>> START Excerpt

The French Lieutenant's Woman (1981)
'She was a dreamer. She was the girl who did not belong...'
Let’s do The French Lieutenant’s Woman— the second film in our Jeremy Irons weekend. Whatever happened to John Fowles? Look, I realise his literary reputation is most probably assured— at least amongst academics and students of English literature— but his mass-market popularity seems to have vanished. This may have to do with the two-volume journals (2004/2007) and their controversial and possibly unsavoury opinions. The Collector (1963), The Magus (1965), The French Lieutenant’s Woman (1969) and Daniel Martin (1977)— these were cult books in the ‘60s, 70s and early 80s (for intense, early twenty-something girls with Lizzie Siddal fantasies, especially)— and today, I find those paperback covers strangely haunting: browned and splattered with sun-lotion, read by my parents on the beach in Cornwall and the South of France. Several Fowles books have made it to the Silver Screen: The Collector (1965), starring Terence Stamp and Samantha Eggar; The Magus (1968), starring Michael Caine, of which on being asked: "What would you change if you had your life to live over again?" Peter Sellers said, "I would do everything exactly the same, except I wouldn't see The Magus"— and The Ebony Tower (1984), adapted by Granada into a rather wonderful film for television, starring Laurence Olivier, Roger Rees and She-Who-Can-Do-No-Wrong, Greta Scacchi.

>> END Excerpt
>> START Provided information

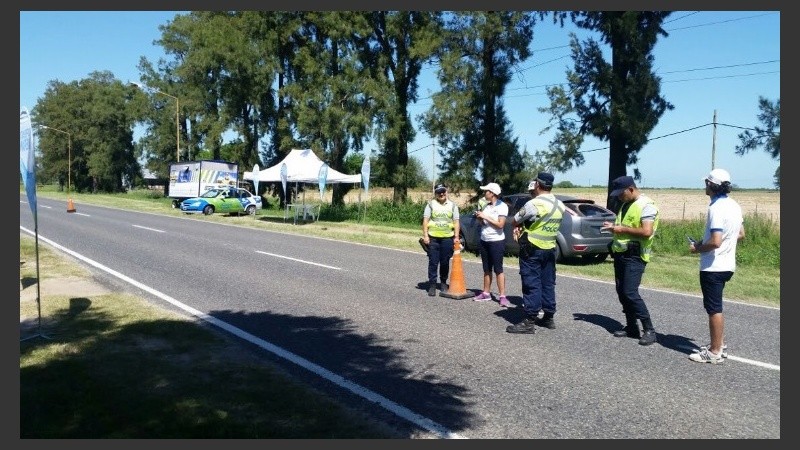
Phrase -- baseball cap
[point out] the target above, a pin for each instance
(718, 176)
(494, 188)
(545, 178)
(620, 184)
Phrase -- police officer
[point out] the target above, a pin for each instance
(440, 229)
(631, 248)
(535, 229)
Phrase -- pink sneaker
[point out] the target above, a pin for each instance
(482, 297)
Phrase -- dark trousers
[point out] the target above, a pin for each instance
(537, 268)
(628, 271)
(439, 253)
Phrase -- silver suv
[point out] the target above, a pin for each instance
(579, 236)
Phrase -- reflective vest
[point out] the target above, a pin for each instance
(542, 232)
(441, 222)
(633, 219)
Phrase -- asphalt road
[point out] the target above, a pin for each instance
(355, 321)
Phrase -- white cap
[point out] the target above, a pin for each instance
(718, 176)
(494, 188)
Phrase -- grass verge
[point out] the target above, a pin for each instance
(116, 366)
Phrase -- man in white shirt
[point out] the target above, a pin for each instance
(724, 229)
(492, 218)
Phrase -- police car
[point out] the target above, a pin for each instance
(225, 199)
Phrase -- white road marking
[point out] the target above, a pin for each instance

>> END Provided information

** List of tasks **
1) Using the piece on John Fowles, say whether each statement agrees with it, answering yes or no and quoting the deciding words: (a) the film of The Magus came out in 1968; (b) Granada made The Ebony Tower into a cinema release; (c) The French Lieutenant's Woman is the first film in the Jeremy Irons weekend.
2) Report how many lines of the records contain the string "white", with case counting. Give only the number.
The piece on John Fowles and the records are separate, unrelated material.

** The results **
1)
(a) Yes: "The Magus (1968), starring Michael Caine"
(b) No: "adapted by Granada into a rather wonderful film for television"
(c) No: "the second film in our Jeremy Irons weekend"

2) 3